PROBLEM REQUIREMENTS: Lay out the material from the line containing "Screenshot question: where is the stamen" through the line containing "[0,0,240,180]" as a numbered list, leaving out any blank lines.

-- Begin SOURCE RECORDS --

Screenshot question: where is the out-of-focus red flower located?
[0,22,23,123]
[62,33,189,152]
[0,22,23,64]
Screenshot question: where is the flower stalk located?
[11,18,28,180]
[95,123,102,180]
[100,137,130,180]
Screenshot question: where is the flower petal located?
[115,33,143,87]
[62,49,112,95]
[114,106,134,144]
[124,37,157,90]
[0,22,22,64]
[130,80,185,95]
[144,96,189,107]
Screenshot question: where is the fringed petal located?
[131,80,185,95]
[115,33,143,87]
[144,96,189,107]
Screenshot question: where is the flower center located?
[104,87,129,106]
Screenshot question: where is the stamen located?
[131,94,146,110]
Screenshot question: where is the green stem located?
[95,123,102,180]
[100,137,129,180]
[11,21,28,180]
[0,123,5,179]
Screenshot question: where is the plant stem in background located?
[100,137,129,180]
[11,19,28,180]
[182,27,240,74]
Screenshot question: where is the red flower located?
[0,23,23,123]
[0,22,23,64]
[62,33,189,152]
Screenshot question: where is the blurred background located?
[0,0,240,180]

-- End SOURCE RECORDS --
-- Begin SOURCE RECORDS --

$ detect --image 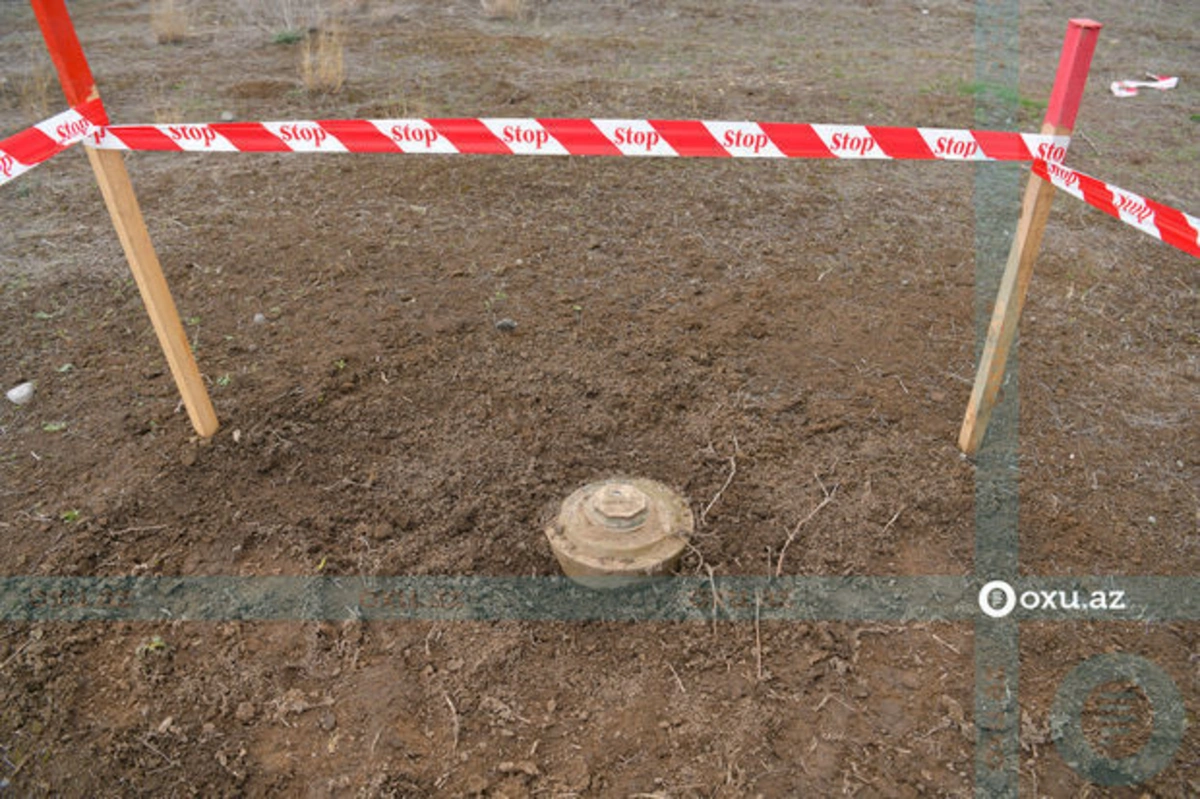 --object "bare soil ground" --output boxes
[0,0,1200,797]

-- End SOURCE RECORDS --
-- Begin SOURCE RECORDS --

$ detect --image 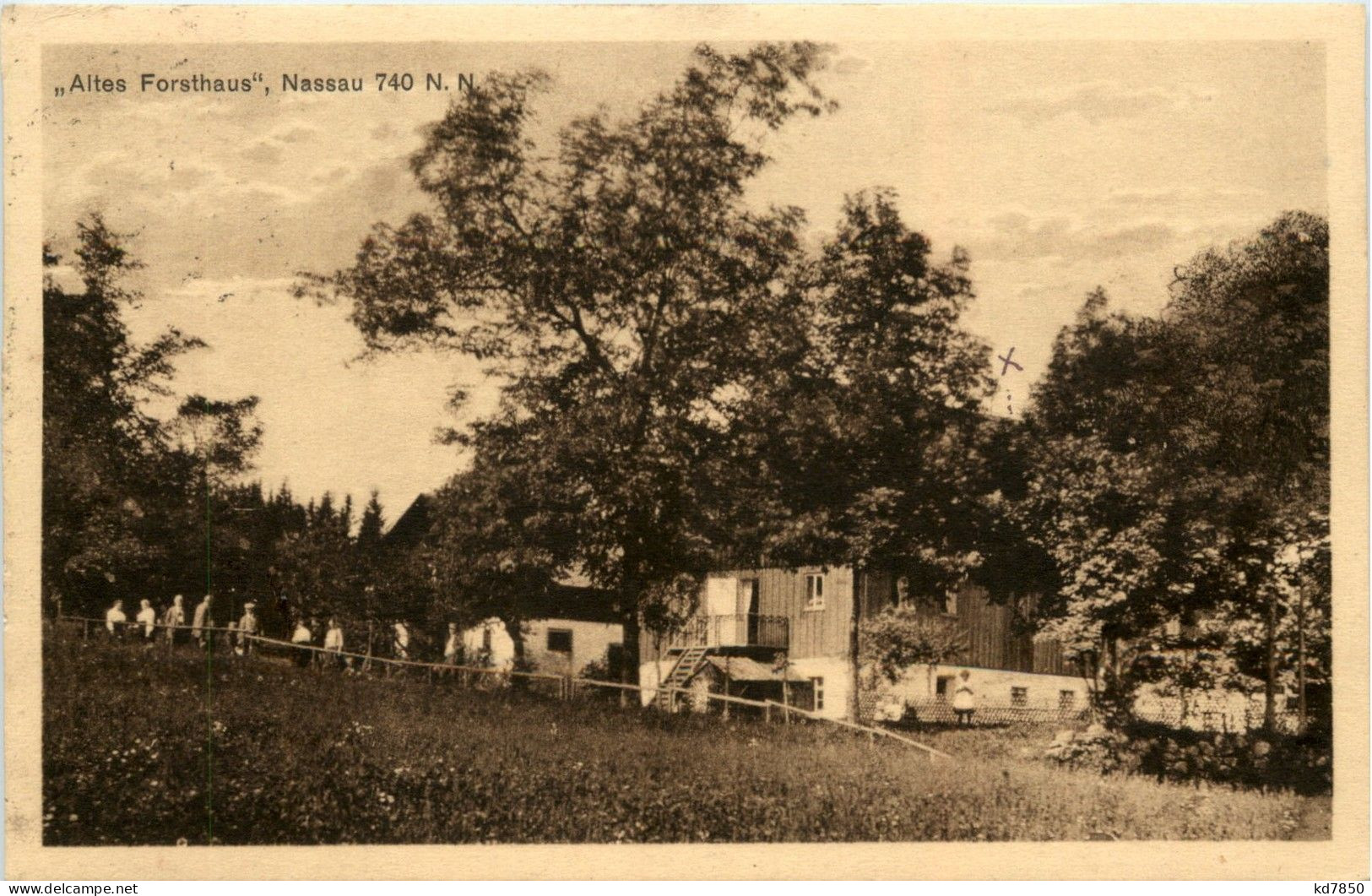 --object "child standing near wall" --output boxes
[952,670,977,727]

-- End SOURCE RECORDS --

THE SOLUTION:
1. Screenshot question: where is the stamen located?
2. [131,94,146,110]
3. Screenshot question: where is the green stem located?
4. [95,123,102,180]
5. [100,137,129,180]
6. [11,21,28,180]
7. [0,123,5,179]
8. Screenshot question: where is the plant stem in background located?
9. [100,137,129,180]
10. [11,19,28,180]
11. [182,27,240,74]
12. Screenshot question: where is the red flower located?
13. [0,23,23,123]
14. [0,22,23,64]
15. [62,33,189,152]
16. Screenshot question: where is the blurred background located?
17. [0,0,240,180]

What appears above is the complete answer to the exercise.